* **Your instructions**
Show every line of the records below that contains the word "wheel". Case counts.

>> BEGIN Data entries

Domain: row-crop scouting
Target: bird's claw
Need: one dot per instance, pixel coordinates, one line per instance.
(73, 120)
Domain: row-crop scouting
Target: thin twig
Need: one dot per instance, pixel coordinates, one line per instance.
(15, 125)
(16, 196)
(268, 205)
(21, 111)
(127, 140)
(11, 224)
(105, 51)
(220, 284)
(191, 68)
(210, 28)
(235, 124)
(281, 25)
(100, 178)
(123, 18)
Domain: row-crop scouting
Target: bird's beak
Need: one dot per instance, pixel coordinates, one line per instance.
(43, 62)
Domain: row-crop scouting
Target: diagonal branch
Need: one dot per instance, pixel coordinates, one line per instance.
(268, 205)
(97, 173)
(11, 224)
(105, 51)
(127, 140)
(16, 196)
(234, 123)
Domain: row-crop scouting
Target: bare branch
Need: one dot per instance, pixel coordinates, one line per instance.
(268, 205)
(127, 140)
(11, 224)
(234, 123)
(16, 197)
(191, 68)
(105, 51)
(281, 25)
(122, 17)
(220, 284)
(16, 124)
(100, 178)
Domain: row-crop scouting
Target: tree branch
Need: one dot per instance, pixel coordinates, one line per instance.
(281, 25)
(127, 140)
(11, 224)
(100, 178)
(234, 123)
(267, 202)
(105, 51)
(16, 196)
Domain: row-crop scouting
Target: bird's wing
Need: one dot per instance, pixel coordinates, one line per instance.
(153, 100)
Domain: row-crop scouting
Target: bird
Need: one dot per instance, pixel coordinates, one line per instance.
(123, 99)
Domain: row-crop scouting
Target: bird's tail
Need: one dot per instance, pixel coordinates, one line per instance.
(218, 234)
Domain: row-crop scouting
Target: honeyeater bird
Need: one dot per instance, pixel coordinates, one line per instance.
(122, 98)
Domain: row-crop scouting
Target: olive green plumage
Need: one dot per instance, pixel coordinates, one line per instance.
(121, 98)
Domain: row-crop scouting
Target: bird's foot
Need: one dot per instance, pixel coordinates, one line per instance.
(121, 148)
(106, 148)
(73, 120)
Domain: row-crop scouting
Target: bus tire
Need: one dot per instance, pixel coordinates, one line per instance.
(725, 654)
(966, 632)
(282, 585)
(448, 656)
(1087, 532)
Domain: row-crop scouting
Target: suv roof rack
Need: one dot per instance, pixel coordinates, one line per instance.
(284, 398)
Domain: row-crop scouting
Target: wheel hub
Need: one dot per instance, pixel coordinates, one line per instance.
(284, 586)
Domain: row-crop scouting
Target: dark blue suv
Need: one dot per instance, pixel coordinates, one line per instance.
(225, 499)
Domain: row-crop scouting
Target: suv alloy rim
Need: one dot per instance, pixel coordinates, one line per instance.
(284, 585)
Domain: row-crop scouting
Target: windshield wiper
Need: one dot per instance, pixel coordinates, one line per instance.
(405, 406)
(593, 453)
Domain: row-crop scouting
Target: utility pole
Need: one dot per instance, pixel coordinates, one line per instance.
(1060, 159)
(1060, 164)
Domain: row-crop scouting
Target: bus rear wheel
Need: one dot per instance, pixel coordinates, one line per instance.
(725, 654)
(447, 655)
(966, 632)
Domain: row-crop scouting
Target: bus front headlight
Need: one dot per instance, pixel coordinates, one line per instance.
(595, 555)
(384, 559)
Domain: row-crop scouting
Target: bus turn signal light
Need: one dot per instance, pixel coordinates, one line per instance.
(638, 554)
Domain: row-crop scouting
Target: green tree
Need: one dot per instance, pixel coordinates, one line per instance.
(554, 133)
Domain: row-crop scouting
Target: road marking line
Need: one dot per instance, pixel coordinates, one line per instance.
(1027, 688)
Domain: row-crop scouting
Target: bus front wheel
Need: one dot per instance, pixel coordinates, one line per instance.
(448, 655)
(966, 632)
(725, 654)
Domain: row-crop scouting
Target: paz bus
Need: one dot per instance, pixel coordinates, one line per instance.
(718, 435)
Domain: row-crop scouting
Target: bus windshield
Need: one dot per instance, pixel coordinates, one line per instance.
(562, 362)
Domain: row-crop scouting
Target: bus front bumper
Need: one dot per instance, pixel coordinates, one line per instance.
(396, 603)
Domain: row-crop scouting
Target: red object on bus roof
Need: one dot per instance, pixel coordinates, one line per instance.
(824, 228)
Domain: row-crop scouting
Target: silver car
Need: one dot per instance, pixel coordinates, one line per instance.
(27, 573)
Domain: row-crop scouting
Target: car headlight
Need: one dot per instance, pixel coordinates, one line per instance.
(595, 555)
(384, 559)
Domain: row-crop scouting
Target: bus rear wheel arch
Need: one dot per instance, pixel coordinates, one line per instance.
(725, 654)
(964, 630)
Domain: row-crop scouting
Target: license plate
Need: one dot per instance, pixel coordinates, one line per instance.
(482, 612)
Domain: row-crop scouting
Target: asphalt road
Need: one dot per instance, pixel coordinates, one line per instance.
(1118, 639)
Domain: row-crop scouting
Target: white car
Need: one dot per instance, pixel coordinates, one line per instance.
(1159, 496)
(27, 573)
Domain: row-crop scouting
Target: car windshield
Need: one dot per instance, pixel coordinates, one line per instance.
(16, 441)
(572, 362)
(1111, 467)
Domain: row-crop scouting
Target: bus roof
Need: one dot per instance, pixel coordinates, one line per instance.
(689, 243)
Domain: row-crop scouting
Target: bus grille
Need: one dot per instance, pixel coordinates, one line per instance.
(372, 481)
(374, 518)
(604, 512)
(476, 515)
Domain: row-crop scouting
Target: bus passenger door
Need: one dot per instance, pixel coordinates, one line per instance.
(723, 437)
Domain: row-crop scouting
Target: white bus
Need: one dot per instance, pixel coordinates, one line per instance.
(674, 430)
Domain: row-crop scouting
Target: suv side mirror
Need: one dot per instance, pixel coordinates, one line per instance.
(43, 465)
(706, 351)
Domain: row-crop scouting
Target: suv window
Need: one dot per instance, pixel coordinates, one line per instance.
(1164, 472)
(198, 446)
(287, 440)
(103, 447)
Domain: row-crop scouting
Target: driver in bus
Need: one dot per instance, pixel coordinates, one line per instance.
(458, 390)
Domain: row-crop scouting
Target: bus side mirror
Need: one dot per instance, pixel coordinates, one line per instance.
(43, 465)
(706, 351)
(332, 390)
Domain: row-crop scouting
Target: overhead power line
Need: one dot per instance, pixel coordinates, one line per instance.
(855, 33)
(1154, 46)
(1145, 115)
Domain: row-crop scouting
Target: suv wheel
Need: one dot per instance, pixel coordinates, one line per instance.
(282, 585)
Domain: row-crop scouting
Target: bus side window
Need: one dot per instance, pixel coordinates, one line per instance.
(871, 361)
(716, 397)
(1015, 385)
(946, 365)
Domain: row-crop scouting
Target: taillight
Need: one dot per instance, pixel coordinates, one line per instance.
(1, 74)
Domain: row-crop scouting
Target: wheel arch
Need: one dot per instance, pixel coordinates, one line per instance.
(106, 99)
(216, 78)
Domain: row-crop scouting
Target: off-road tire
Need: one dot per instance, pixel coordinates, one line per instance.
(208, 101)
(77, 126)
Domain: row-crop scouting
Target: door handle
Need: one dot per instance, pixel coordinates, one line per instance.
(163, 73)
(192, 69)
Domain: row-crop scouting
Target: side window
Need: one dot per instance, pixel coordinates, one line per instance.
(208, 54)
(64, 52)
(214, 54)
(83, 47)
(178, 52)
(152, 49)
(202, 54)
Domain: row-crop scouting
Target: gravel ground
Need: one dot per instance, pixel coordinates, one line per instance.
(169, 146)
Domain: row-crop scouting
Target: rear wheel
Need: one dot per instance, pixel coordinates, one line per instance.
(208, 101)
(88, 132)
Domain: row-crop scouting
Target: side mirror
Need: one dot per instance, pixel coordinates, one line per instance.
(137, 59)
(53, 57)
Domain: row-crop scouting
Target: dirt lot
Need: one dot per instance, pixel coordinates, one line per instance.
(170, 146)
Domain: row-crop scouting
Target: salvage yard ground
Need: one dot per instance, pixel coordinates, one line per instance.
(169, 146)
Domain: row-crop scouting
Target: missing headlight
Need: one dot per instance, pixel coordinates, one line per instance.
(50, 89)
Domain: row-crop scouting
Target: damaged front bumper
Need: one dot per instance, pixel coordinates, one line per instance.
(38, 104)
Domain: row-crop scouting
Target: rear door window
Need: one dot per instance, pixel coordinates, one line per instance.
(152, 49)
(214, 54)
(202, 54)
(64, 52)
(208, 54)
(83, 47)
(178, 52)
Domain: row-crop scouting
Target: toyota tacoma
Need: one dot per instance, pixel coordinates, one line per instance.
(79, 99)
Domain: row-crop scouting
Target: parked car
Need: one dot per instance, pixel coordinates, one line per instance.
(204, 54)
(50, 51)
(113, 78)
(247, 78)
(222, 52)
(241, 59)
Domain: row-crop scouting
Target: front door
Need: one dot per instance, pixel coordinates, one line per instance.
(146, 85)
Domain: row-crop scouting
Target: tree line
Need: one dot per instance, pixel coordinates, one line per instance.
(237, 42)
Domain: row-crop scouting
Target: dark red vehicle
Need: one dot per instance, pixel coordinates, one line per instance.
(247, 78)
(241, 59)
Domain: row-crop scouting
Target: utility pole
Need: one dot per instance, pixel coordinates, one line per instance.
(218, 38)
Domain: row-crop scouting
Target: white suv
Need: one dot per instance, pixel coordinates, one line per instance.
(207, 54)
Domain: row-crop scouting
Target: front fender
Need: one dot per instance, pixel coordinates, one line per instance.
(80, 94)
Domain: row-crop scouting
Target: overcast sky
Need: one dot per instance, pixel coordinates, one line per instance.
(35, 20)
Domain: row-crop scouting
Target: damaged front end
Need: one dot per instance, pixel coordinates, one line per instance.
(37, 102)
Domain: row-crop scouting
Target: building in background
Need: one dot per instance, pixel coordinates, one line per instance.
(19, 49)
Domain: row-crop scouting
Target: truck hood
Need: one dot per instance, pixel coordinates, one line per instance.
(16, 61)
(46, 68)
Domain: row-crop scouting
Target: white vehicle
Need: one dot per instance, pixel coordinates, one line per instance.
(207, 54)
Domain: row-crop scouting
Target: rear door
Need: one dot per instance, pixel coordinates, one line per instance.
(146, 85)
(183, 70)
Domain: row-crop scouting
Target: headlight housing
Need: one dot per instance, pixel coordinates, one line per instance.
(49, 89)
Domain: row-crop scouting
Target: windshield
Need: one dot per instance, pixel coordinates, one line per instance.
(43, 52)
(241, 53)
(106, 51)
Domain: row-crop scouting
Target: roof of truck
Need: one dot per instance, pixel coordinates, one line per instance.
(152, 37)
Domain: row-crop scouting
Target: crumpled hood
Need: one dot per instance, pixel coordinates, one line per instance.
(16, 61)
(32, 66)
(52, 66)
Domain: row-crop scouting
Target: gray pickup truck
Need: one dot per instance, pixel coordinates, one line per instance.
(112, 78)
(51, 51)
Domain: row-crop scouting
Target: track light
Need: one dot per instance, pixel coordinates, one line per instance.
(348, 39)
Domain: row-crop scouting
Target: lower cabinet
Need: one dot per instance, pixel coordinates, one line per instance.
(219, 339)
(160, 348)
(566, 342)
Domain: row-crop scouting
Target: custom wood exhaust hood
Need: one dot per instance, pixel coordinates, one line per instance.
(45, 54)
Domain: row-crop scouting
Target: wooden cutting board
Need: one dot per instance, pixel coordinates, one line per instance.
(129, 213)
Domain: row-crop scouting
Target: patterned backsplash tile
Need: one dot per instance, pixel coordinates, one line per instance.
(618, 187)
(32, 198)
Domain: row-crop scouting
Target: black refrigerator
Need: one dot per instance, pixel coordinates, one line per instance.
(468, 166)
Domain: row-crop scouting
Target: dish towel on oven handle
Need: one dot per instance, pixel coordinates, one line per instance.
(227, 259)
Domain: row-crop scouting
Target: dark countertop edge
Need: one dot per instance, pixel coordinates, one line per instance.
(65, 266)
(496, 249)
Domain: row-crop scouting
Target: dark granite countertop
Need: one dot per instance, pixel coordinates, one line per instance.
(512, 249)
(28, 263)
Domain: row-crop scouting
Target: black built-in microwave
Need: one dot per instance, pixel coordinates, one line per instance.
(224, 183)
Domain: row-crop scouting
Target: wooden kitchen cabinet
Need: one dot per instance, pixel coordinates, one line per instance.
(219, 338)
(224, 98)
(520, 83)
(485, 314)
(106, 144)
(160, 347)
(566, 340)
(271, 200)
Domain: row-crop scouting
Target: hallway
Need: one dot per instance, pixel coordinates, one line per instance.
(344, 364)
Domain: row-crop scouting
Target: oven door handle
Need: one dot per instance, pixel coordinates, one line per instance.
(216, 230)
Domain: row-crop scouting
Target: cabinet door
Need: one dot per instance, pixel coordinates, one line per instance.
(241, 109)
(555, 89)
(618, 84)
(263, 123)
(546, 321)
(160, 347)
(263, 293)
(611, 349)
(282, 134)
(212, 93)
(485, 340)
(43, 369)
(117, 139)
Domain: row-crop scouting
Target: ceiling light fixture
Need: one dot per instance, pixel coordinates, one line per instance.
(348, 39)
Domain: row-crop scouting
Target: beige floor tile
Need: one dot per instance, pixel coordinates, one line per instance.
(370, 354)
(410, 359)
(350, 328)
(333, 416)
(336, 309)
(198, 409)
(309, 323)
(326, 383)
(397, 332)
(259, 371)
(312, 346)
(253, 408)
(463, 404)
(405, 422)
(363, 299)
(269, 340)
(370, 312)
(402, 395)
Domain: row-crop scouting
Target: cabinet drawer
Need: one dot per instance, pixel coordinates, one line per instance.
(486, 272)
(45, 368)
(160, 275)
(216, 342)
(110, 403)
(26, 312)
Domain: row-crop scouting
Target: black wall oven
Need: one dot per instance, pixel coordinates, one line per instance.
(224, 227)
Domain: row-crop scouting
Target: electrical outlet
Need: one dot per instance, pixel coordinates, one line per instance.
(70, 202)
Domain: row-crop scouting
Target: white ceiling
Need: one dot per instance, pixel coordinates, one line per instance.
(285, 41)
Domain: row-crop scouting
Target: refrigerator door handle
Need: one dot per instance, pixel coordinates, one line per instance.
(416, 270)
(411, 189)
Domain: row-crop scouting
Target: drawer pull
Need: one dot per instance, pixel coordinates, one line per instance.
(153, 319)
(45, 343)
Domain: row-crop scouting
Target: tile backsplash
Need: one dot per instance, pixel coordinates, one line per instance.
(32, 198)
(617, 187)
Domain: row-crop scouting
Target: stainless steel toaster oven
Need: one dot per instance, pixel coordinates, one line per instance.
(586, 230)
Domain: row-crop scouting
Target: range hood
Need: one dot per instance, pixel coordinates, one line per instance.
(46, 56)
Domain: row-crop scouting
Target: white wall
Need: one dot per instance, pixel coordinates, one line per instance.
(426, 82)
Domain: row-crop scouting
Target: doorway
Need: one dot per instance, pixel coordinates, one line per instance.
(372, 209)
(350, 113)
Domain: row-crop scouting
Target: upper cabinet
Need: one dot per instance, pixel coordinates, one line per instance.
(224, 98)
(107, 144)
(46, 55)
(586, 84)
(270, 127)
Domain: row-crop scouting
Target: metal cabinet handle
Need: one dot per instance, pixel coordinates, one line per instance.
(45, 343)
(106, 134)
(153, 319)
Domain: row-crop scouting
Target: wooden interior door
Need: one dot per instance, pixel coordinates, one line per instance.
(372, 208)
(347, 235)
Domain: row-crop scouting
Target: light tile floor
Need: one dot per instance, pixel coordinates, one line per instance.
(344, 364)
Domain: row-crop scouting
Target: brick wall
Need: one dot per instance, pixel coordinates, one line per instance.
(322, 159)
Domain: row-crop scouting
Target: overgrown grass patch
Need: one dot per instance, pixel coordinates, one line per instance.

>> END Data entries

* **Reply**
Target: wheel hub
Target: bus rear wheel
Target: bus front wheel
Target: bus rear wheel arch
Target: suv wheel
Target: wheel arch
Target: rear wheel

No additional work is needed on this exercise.